» Exercise data:

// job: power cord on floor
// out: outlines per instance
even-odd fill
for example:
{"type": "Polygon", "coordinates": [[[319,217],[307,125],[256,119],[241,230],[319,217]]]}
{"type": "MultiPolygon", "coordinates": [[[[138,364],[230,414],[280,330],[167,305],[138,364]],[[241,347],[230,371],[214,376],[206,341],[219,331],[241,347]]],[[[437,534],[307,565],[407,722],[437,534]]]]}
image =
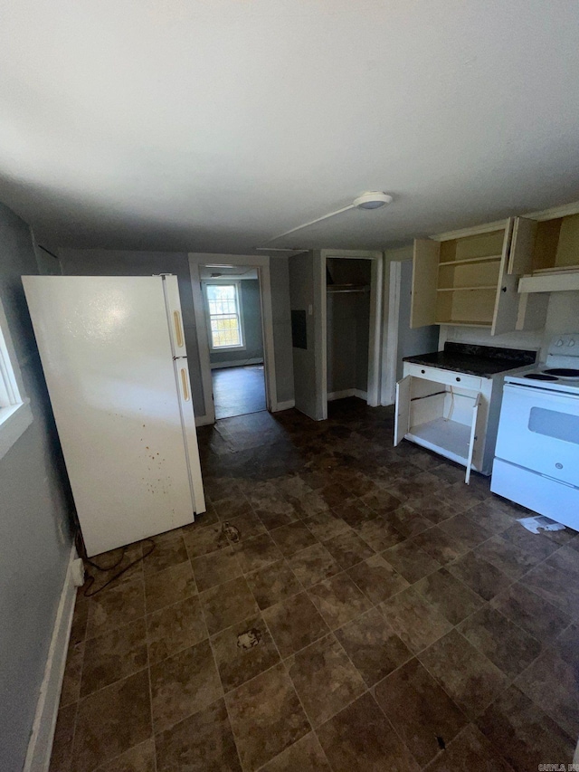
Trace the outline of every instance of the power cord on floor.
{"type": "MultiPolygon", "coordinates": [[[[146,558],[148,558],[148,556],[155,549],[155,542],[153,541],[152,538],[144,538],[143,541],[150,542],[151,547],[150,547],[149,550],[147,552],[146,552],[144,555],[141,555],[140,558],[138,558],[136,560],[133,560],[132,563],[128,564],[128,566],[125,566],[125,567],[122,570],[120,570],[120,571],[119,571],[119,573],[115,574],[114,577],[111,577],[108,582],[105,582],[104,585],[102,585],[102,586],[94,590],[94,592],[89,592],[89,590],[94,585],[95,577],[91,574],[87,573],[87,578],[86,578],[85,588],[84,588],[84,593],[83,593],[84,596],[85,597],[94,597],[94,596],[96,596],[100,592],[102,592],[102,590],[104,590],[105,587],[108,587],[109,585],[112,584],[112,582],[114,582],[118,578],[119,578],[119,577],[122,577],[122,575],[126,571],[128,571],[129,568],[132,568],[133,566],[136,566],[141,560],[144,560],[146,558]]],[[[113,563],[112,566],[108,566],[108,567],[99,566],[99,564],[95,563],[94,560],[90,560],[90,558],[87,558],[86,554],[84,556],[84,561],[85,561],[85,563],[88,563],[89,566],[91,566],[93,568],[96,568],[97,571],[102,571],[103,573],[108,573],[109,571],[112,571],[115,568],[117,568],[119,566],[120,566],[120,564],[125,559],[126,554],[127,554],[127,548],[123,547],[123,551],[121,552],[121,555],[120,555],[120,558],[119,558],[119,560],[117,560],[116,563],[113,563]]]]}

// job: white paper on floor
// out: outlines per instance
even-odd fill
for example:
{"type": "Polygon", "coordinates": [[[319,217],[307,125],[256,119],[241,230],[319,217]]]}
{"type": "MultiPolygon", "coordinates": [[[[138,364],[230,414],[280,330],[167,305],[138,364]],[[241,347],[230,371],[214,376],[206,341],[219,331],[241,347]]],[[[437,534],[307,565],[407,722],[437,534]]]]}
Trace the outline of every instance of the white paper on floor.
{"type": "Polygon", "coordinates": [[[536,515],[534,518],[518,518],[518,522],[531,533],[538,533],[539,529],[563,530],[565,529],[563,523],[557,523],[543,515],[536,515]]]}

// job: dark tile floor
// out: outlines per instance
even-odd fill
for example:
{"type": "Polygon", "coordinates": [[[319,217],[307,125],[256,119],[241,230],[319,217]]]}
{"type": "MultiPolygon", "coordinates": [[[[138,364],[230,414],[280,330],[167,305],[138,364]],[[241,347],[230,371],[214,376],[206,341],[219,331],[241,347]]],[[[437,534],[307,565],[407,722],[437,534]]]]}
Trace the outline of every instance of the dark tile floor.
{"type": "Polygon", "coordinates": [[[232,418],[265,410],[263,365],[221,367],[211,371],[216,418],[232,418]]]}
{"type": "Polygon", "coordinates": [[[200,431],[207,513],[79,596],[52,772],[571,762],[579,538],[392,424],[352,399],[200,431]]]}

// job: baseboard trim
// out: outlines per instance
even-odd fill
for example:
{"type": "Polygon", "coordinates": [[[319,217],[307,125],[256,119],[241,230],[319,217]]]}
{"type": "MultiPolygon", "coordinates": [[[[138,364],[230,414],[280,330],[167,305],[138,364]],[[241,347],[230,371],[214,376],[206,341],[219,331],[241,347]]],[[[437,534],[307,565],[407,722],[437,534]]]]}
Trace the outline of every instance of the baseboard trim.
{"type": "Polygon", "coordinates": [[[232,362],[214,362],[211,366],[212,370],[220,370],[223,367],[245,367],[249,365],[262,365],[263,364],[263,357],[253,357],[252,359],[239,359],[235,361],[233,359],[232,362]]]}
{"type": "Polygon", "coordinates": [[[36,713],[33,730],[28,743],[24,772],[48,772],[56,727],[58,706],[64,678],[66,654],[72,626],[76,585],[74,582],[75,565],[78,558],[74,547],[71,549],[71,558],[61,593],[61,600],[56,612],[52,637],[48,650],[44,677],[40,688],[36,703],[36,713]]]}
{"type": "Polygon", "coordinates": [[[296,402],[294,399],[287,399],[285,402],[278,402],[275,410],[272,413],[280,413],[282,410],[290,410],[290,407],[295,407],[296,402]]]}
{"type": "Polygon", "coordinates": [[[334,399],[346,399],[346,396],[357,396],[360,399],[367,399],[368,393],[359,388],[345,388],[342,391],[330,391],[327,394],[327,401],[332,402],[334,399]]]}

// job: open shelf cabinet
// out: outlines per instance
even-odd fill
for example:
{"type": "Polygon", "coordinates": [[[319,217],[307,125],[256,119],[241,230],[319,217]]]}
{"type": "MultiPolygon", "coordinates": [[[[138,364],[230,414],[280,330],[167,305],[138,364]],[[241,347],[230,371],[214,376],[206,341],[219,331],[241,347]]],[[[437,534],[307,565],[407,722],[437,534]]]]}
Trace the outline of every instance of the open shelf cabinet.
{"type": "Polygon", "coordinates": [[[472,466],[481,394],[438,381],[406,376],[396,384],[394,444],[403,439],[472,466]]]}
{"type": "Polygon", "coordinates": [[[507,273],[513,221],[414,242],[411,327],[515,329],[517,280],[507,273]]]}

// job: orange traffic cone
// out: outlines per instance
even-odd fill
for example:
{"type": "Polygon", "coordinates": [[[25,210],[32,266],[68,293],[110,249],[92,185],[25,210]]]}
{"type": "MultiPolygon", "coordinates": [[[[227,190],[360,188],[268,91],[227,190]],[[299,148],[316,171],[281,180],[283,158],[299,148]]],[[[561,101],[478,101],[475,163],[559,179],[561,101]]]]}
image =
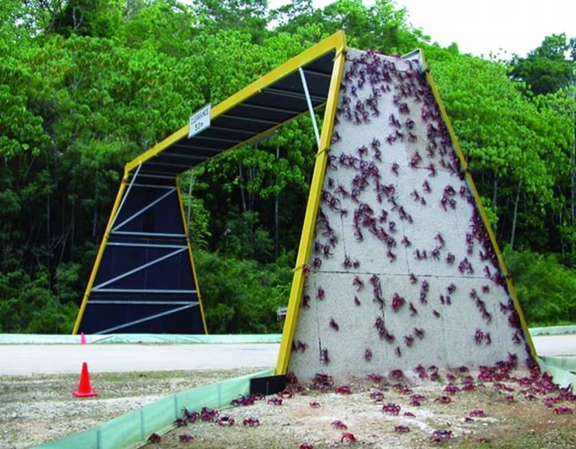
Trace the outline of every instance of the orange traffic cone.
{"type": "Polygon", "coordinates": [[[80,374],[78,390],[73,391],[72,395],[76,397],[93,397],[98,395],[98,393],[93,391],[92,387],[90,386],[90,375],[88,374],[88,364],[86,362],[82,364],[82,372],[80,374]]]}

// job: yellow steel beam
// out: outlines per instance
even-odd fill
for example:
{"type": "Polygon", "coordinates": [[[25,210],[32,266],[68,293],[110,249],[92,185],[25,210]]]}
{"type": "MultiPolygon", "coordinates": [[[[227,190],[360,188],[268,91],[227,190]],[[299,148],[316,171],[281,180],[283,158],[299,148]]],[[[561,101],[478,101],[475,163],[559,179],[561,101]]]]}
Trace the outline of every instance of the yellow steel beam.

» What this task involves:
Reproduce the whole listing above word for word, leaving out the pictures.

» Result of the exercise:
// job: power cord on floor
// out: outlines per instance
even-odd fill
for example:
{"type": "Polygon", "coordinates": [[[319,217],[307,125],[256,119],[241,230],[319,217]]]}
{"type": "MultiPolygon", "coordinates": [[[[138,364],[230,414],[280,330],[167,305],[138,364]],[[241,347],[230,371],[214,376],[206,341],[219,331],[241,347]]],[[[437,534],[307,565],[407,722],[437,534]]]]}
image =
Trace the outline of every instance of the power cord on floor.
{"type": "MultiPolygon", "coordinates": [[[[146,558],[148,558],[148,556],[155,549],[155,542],[153,541],[152,538],[144,538],[143,541],[150,542],[151,547],[150,547],[149,550],[147,552],[146,552],[144,555],[141,555],[140,558],[138,558],[136,560],[133,560],[132,563],[128,564],[128,566],[125,566],[125,567],[122,570],[120,570],[120,571],[119,571],[119,573],[115,574],[114,577],[111,577],[108,582],[105,582],[104,585],[102,585],[102,586],[94,590],[94,592],[89,592],[89,590],[94,585],[95,577],[91,574],[87,573],[87,578],[86,578],[85,588],[84,588],[84,593],[83,593],[84,596],[85,597],[94,597],[94,596],[96,596],[100,592],[102,592],[102,590],[104,590],[105,587],[108,587],[109,585],[112,584],[112,582],[114,582],[118,578],[119,578],[119,577],[122,577],[122,575],[126,571],[128,571],[129,568],[132,568],[133,566],[136,566],[141,560],[144,560],[146,558]]],[[[113,563],[112,566],[108,566],[108,567],[99,566],[99,564],[95,563],[94,560],[90,560],[90,558],[87,558],[86,554],[84,556],[84,561],[85,561],[85,563],[88,563],[89,566],[91,566],[93,568],[96,568],[97,571],[102,571],[103,573],[108,573],[109,571],[112,571],[115,568],[117,568],[119,566],[120,566],[120,564],[125,559],[126,554],[127,554],[127,548],[123,547],[123,551],[121,552],[121,555],[120,555],[120,558],[119,558],[119,560],[117,560],[116,563],[113,563]]]]}

// job: white paper on floor
// out: outlines per instance
even-odd fill
for example:
{"type": "Polygon", "coordinates": [[[319,217],[307,125],[256,119],[241,230],[319,217]]]}
{"type": "MultiPolygon", "coordinates": [[[[138,364],[230,414],[280,330],[167,305],[138,364]],[[241,347],[230,371],[214,376],[206,341],[219,331],[241,347]]],[[[437,534],[307,565],[407,722],[437,534]]]]}
Trace the outline of every instance of the white paper on floor.
{"type": "Polygon", "coordinates": [[[536,515],[534,518],[518,518],[518,522],[531,533],[538,533],[539,529],[563,530],[565,529],[563,523],[557,523],[543,515],[536,515]]]}

// job: dark tile floor
// out: outlines per instance
even-odd fill
for example:
{"type": "Polygon", "coordinates": [[[319,217],[307,125],[256,119],[241,230],[319,217]]]}
{"type": "MultiPolygon", "coordinates": [[[[138,364],[230,414],[280,330],[167,305],[138,364]],[[241,347],[230,371],[214,376],[206,341],[219,331],[241,347]]],[[[437,534],[307,565],[407,722],[437,534]]]]}
Trace the outline of every instance of the dark tile floor.
{"type": "Polygon", "coordinates": [[[232,418],[265,410],[263,365],[221,367],[211,371],[216,418],[232,418]]]}
{"type": "Polygon", "coordinates": [[[200,431],[207,513],[79,596],[52,772],[571,762],[579,538],[392,424],[352,399],[200,431]]]}

// job: baseboard trim
// out: outlines per instance
even-odd fill
for example:
{"type": "Polygon", "coordinates": [[[319,217],[307,125],[256,119],[241,230],[319,217]]]}
{"type": "MultiPolygon", "coordinates": [[[[138,364],[230,414],[280,330],[167,305],[138,364]],[[241,347],[230,371],[214,376],[206,341],[219,331],[241,347]]],[[[437,534],[307,565],[407,722],[437,534]]]]}
Trace the outline of every instance of the baseboard trim.
{"type": "Polygon", "coordinates": [[[232,362],[214,362],[211,366],[212,370],[220,370],[223,367],[245,367],[249,365],[262,365],[263,364],[263,357],[253,357],[252,359],[239,359],[235,361],[233,359],[232,362]]]}
{"type": "Polygon", "coordinates": [[[36,713],[33,730],[28,743],[24,772],[48,772],[56,727],[58,706],[64,678],[66,654],[72,626],[76,585],[74,582],[75,565],[78,558],[74,547],[71,549],[71,558],[61,593],[61,600],[56,612],[52,637],[48,650],[44,677],[40,688],[36,703],[36,713]]]}
{"type": "Polygon", "coordinates": [[[296,402],[294,399],[287,399],[285,402],[278,402],[275,410],[272,413],[280,413],[282,410],[290,410],[290,407],[295,407],[296,402]]]}
{"type": "Polygon", "coordinates": [[[334,399],[346,399],[346,396],[357,396],[360,399],[367,399],[368,393],[359,388],[345,388],[342,391],[330,391],[327,394],[327,401],[332,402],[334,399]]]}

// job: open shelf cabinet
// out: outlines per instance
even-odd fill
for example:
{"type": "Polygon", "coordinates": [[[319,217],[307,125],[256,119],[241,230],[319,217]]]}
{"type": "MultiPolygon", "coordinates": [[[[138,364],[230,414],[280,330],[167,305],[138,364]],[[241,347],[230,371],[214,376],[206,341],[219,331],[241,347]]],[[[437,534],[307,565],[407,722],[437,534]]]]}
Trace the outline of every instance of the open shelf cabinet.
{"type": "Polygon", "coordinates": [[[472,466],[481,394],[438,381],[406,376],[396,384],[394,444],[403,439],[472,466]]]}
{"type": "Polygon", "coordinates": [[[507,273],[513,221],[414,242],[411,327],[515,329],[517,280],[507,273]]]}

// job: orange traffic cone
// out: outlines per instance
even-odd fill
for example:
{"type": "Polygon", "coordinates": [[[25,210],[32,266],[68,293],[110,249],[92,185],[25,210]]]}
{"type": "MultiPolygon", "coordinates": [[[[227,190],[360,188],[268,91],[227,190]],[[299,148],[316,171],[281,180],[283,158],[299,148]]],[[[561,101],[478,101],[475,163],[559,179],[561,101]]]]}
image =
Trace the outline of every instance of the orange traffic cone.
{"type": "Polygon", "coordinates": [[[80,374],[78,390],[73,391],[72,395],[76,397],[93,397],[98,395],[98,393],[93,391],[92,387],[90,386],[90,375],[88,374],[88,364],[86,362],[82,364],[82,372],[80,374]]]}

// job: yellow steel beam
// out: outlines per instance
even-odd fill
for example:
{"type": "Polygon", "coordinates": [[[25,210],[32,266],[68,293],[110,249],[92,185],[25,210]]]}
{"type": "MultiPolygon", "coordinates": [[[[227,190],[360,188],[268,91],[227,190]],[[299,148],[316,171],[281,180],[283,158],[299,148]]],[[[561,101],[478,101],[475,163],[559,179],[561,101]]]]}
Trace the outline of every instance of the yellow steel beam.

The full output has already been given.